* _Task prompt_
Quote the material below line for line, word for word, and omit the pictures from your copy.

* _The data_
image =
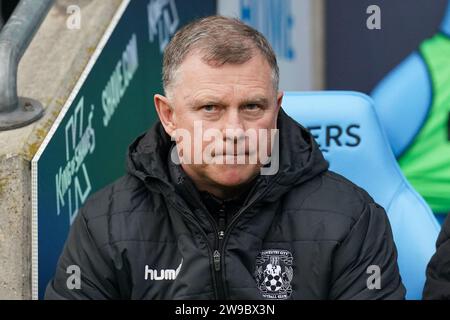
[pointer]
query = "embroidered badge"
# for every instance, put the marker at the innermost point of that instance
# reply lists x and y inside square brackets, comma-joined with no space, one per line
[274,273]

* _Exercise result_
image =
[pointer]
query = "embroidered badge"
# for every instance, put the marker at the innermost point of that instance
# reply lists x and y inside square brackets, comma-joined with no space, one per line
[274,273]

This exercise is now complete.